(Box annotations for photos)
——
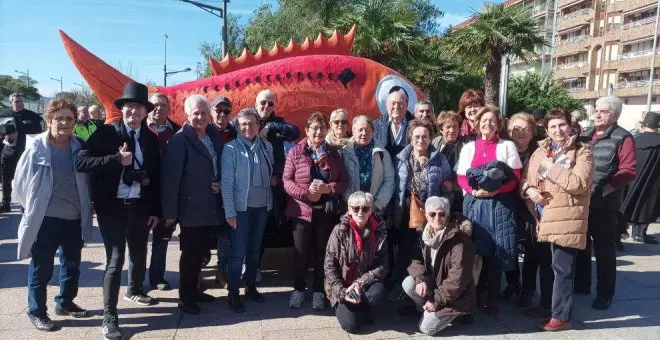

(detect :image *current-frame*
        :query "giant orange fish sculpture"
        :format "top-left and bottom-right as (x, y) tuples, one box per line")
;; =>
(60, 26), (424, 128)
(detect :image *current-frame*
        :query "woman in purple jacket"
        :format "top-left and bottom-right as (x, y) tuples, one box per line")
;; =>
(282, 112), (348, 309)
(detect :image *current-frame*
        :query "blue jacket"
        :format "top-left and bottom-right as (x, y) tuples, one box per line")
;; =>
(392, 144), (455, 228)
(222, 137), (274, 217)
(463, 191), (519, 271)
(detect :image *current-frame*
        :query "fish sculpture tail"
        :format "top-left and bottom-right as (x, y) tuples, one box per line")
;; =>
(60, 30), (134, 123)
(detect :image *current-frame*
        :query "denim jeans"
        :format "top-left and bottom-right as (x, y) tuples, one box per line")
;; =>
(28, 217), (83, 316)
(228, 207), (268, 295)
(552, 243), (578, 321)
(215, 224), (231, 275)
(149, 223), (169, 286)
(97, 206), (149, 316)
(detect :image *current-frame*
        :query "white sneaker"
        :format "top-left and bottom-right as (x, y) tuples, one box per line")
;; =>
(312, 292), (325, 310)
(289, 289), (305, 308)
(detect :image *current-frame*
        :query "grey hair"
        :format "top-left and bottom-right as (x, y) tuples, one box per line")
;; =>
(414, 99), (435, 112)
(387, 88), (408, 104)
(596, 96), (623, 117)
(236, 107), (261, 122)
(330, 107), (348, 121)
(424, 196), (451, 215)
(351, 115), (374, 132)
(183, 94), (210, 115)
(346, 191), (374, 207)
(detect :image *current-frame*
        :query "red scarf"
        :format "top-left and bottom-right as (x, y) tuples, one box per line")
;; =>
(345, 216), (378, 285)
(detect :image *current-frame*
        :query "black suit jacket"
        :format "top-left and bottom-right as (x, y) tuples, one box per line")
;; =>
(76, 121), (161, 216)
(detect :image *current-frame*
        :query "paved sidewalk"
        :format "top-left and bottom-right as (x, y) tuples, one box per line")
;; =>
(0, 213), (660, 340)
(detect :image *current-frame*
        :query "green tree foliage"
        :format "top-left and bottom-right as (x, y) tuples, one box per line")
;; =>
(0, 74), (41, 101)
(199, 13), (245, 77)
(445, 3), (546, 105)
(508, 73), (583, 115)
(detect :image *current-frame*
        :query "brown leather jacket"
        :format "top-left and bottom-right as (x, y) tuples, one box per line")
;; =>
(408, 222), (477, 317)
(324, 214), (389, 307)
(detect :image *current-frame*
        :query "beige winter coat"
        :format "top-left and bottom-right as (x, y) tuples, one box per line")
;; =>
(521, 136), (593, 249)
——
Copy the items above line for line, without the picture.

(detect :image *current-frame*
        :query "giant orange fish sculpture"
        :format "top-left and bottom-right as (x, y) tuples, one box per line")
;; =>
(60, 26), (424, 128)
(detect :image *current-frame*
        :query "woman in purple jacket"
        :format "top-left and bottom-right as (x, y) tuples, one box per line")
;; =>
(282, 112), (348, 309)
(detect :image *current-frame*
        :query "blue jacket"
        :format "top-left and bottom-right as (x, y) tuples, one box per line")
;; =>
(392, 144), (455, 228)
(222, 137), (274, 217)
(463, 191), (519, 271)
(detect :image *current-frame*
        :query "fish sculpture tail"
        :format "top-left and bottom-right as (x, y) tuples, one box per line")
;; =>
(60, 30), (134, 123)
(detect :image *current-frame*
        :query "denim jeans"
        :format "top-left and bottom-right as (x, y) tuples, one box per line")
;; =>
(28, 217), (83, 316)
(228, 207), (268, 295)
(552, 243), (578, 321)
(215, 224), (231, 275)
(149, 223), (169, 286)
(97, 206), (149, 316)
(detect :image *current-frame*
        :query "white sneaker"
        :format "top-left and bottom-right as (x, y) tuples, one box per line")
;; =>
(312, 292), (325, 310)
(289, 289), (305, 308)
(detect :image *current-frame*
        :query "grey hair"
        :format "top-left and bottom-right as (x, y) tuples, one box per line")
;; =>
(414, 99), (435, 112)
(387, 88), (408, 104)
(596, 96), (623, 117)
(236, 107), (261, 122)
(330, 107), (348, 121)
(424, 196), (451, 215)
(351, 115), (374, 132)
(183, 94), (210, 115)
(346, 191), (374, 207)
(detect :image *current-frame*
        :query "red scarf"
        :format "top-left and bottom-right as (x, y) tuples, one box per line")
;; =>
(345, 216), (378, 285)
(detect :image *current-frame*
        :query "black suit jacket"
        :format "top-left and bottom-right as (x, y) tuples, one box per line")
;; =>
(76, 121), (161, 216)
(detect :image *current-frame*
        :query "paved sidewalk"
        :format "top-left and bottom-right as (x, y) tuples, one box per line")
;; =>
(0, 213), (660, 340)
(detect :image *current-frame*
        :query "green tree foliage"
        :format "top-left and bottom-right as (x, y) tuples, one box per line")
;; =>
(0, 74), (41, 101)
(199, 13), (245, 77)
(445, 3), (546, 105)
(508, 73), (583, 115)
(detect :image *current-frame*
        :query "brown leather jacket"
        :format "top-left and bottom-right as (x, y) tuples, one box per line")
;; =>
(408, 222), (477, 317)
(324, 214), (389, 307)
(detect :image *current-frame*
        :query "beige winter coat"
        :format "top-left and bottom-right as (x, y) tuples, one box per line")
;; =>
(521, 136), (593, 249)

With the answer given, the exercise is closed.